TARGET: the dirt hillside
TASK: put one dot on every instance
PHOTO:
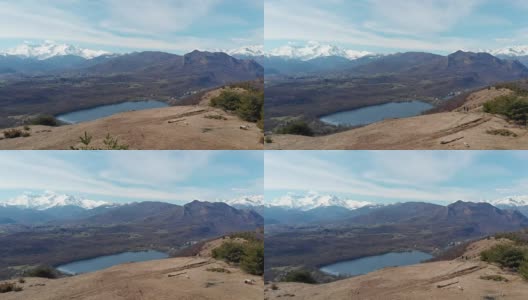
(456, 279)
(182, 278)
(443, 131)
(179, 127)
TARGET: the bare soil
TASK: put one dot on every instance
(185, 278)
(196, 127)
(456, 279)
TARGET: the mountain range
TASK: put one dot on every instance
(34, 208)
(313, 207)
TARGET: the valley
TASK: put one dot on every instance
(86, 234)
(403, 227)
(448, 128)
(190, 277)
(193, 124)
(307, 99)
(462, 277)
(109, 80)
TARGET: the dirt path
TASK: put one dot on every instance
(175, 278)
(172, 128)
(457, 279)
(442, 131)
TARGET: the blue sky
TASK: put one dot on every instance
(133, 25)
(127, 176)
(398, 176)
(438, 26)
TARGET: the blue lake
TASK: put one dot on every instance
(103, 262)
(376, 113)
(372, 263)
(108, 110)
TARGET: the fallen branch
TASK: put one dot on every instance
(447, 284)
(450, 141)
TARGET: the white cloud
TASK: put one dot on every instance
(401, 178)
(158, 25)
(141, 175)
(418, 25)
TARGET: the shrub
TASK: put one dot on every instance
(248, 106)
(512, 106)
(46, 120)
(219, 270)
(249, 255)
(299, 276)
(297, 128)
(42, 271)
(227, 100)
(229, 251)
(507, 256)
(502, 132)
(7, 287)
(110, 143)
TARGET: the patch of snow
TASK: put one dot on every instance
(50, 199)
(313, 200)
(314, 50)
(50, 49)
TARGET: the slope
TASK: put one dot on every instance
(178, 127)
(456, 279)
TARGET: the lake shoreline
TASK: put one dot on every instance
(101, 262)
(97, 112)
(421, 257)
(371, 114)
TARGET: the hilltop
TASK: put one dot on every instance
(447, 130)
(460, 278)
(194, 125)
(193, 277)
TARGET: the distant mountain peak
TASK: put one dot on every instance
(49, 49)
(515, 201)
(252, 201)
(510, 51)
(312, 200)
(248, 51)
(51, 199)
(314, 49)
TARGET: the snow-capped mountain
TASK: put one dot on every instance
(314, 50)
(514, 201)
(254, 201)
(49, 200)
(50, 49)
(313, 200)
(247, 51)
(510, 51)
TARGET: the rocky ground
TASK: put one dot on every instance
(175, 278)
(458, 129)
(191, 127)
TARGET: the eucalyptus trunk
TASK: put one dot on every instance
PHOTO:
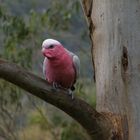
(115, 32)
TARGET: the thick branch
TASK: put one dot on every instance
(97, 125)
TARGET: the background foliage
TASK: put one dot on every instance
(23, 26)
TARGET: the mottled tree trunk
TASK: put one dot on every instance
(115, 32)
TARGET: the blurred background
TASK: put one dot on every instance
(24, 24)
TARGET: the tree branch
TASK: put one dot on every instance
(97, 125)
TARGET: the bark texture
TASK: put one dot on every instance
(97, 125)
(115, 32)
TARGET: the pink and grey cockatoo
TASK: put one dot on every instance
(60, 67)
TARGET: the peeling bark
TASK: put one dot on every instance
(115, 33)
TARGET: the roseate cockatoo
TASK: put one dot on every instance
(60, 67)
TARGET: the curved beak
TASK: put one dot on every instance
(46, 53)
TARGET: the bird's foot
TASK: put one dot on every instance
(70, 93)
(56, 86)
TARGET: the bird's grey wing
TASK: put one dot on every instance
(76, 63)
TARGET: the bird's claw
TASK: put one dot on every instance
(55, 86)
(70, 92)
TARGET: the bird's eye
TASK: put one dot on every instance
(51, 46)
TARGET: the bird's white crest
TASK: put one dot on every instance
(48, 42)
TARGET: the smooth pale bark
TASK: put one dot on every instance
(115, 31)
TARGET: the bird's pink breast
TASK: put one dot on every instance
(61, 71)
■ ■ ■ ■ ■ ■ ■
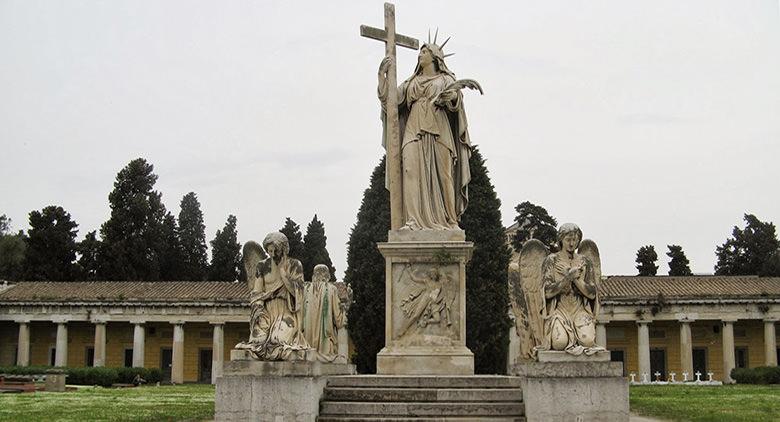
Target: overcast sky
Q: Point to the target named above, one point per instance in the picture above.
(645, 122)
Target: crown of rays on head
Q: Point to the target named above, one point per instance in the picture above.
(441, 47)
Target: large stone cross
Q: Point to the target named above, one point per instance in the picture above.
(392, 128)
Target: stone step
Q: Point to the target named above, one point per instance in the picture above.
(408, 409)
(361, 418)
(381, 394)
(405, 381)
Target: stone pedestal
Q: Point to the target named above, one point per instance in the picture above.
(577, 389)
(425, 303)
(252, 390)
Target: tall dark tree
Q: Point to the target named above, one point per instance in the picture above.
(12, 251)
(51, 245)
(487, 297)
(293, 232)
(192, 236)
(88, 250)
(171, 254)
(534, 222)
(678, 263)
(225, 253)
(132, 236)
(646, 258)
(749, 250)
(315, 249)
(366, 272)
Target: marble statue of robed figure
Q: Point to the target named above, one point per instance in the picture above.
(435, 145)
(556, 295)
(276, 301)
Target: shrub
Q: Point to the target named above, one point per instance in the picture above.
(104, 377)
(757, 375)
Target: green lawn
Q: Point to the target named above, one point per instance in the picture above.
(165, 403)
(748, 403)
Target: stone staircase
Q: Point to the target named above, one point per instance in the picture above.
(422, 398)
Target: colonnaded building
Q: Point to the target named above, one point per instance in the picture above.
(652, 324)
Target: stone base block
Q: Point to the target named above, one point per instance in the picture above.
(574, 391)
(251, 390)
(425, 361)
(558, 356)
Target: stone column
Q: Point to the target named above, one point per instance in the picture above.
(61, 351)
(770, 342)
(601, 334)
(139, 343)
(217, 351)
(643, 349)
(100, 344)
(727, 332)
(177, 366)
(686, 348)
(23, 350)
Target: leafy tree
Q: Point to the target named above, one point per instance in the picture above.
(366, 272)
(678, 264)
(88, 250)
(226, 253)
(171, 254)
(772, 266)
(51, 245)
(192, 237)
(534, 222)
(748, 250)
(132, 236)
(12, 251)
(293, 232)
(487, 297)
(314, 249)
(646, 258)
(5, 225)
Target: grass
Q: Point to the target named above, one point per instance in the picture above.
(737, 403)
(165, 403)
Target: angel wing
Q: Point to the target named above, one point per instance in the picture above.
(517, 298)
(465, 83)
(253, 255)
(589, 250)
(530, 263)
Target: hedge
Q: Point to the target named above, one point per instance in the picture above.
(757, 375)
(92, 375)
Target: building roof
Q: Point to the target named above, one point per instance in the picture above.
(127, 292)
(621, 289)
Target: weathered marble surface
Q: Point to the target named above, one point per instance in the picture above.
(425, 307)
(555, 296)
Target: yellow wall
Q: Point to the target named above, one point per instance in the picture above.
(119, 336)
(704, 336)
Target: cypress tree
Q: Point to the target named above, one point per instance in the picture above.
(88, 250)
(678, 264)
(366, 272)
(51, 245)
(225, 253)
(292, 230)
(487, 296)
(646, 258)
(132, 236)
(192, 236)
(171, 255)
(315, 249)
■ ■ ■ ■ ■ ■ ■
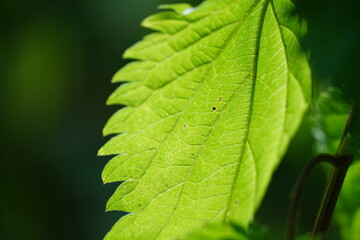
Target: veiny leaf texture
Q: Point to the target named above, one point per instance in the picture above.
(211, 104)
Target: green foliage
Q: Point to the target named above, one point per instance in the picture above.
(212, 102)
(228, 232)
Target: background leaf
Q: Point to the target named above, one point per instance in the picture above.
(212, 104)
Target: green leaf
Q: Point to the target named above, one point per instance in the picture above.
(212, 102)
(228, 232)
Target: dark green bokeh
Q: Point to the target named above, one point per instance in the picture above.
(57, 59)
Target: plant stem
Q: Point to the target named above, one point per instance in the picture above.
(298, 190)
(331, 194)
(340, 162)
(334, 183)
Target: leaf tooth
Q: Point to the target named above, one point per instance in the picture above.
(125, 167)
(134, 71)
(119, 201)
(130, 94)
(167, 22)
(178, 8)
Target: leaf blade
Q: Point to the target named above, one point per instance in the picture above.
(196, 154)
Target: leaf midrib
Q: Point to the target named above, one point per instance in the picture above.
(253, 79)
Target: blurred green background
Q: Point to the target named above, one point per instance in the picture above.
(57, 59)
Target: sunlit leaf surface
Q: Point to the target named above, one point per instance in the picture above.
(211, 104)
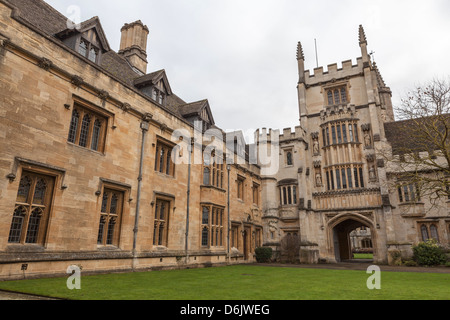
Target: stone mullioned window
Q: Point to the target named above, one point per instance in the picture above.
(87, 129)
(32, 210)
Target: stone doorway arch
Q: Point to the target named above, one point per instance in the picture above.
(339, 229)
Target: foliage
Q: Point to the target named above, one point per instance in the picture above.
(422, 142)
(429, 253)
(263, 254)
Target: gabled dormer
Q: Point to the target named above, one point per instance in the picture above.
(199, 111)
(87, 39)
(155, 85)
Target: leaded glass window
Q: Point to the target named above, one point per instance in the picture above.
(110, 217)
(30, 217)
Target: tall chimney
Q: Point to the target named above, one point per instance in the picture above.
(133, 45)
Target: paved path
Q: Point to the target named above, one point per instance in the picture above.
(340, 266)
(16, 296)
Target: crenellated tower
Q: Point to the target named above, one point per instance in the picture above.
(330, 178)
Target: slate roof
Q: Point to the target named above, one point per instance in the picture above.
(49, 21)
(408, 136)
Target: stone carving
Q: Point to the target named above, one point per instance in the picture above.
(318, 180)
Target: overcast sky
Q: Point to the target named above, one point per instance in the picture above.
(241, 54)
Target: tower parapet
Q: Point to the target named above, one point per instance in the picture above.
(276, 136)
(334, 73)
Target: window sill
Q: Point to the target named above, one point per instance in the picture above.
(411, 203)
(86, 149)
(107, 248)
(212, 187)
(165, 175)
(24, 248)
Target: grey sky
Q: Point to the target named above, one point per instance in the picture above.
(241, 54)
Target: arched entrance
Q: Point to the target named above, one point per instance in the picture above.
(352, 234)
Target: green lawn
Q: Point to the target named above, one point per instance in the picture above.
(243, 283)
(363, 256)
■ ■ ■ ■ ■ ■ ■
● What is being asked
When a line of the records has the word "cockatoo", pick it out and copy it.

● Response below
TARGET: the pink and grey cockatoo
TARGET: the roseate cockatoo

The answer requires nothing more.